| Direction |
From the material below, extract each line that contains the string "column". Treat uppercase and lowercase letters as distinct when matching.

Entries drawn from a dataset
----------------------------------------

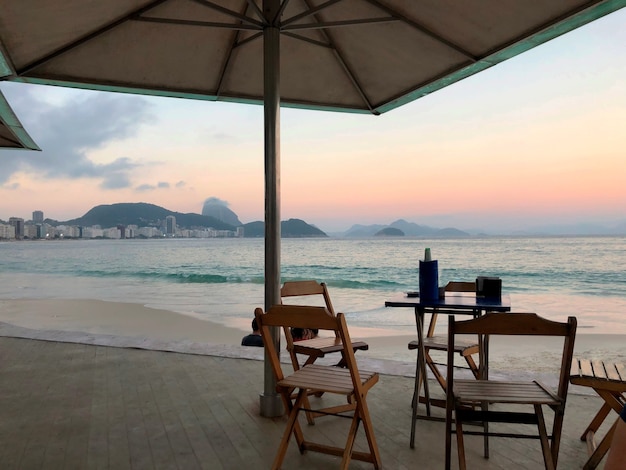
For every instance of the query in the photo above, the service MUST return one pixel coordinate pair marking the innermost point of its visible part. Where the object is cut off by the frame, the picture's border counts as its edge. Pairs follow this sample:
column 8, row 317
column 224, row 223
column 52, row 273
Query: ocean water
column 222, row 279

----------------------------------------

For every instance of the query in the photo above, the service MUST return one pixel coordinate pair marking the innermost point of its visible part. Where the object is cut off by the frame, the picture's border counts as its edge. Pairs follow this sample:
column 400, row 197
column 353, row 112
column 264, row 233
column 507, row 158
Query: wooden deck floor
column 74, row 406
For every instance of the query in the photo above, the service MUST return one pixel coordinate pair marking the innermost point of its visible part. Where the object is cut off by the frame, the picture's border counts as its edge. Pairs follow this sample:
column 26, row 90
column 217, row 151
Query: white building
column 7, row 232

----------------------------------------

| Response |
column 8, row 317
column 224, row 223
column 52, row 273
column 222, row 279
column 400, row 197
column 353, row 112
column 264, row 233
column 507, row 158
column 74, row 406
column 26, row 90
column 217, row 151
column 7, row 232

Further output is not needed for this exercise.